• Source
— start —

Every bill creates winners and losers. Here's who stands to gain and who bears the cost.

Who Benefits

  • IRS and Treasury — regain a statutory hook to disallow excess wagering-loss deductions, reducing ambiguity and potentially increasing enforceable taxable income.
  • Tax compliance professionals and software vendors — clarity in the statute narrows disputed positions and helps standardize preparer workflows and tax-return software logic.
  • State tax authorities that conform to federal taxable income — they may see increased state revenue or simplified conformity by aligning with the restored federal rule.
  • Taxpayers with net wagering gains — face lower audit risk and clearer treatment because gains cannot be offset by unrelated or excessive losses claimed under the changed text.

Who Bears the Cost

  • Recreational and hobby gamblers who sustained net losses — they will be unable to use excess wagering losses to reduce other taxable income and thus may face higher federal tax liability.
  • High-frequency bettors and some sophisticated bettors who previously relied on the intervening statutory language to claim larger losses — their reported taxable income could rise and cash-flow for tax payments could be affected.
  • Tax preparers and advisors — must update guidance, client intake, and bookkeeping recommendations; increased client questions and amended returns may follow during the transition.
  • Bookmakers and online wagering platforms — may face changes in customer behavior (reduced claims of tax benefit from losses) and increased customer service burdens as customers seek tax advice.

Key Issues

The Core Tension

The bill confronts the classic trade-off between anti‑abuse/administrability and taxpayer fairness: restoring a strict, bright‑line limit reduces opportunities to convert gambling losses into broader tax benefits and eases enforcement, but it also hardens outcomes for taxpayers who incur real losses—particularly hobbyists and marginal professional bettors—and leaves unresolved how to treat legitimate business expenses tied to wagering.

— end —

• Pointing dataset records
— start —

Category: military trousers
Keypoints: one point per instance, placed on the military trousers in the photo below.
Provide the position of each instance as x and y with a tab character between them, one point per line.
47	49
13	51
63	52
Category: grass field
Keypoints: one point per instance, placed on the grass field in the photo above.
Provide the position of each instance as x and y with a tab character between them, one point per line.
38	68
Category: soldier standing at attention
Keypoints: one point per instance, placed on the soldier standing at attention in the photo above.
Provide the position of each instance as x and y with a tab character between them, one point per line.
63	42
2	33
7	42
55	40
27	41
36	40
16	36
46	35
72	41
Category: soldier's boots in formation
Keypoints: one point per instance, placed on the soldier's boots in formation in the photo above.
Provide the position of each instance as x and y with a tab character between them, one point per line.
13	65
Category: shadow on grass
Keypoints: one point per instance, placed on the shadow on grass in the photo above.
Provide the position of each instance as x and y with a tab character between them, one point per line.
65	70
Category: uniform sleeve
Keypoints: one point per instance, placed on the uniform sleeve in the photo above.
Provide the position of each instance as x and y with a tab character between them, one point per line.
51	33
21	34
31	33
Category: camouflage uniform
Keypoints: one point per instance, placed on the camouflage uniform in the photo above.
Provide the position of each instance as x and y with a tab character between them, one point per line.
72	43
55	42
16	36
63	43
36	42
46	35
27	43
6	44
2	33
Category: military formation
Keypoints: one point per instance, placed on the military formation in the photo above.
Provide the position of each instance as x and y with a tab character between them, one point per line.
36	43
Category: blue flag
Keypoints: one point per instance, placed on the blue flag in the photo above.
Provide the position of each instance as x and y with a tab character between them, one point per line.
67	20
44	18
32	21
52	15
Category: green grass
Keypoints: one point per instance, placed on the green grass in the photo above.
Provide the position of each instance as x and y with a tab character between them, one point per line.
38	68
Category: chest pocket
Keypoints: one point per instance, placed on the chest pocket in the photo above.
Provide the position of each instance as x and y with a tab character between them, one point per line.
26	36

— end —

• Parts of the exercise
(1) According to the bill summary above, what must tax preparers and advisors update?
(2) Tally the lines of the rows above that contain the string "formation", counting case as significant, and give only the number.

• Answers for the exercise
(1) Their guidance, client intake, and bookkeeping recommendations.

(2) 4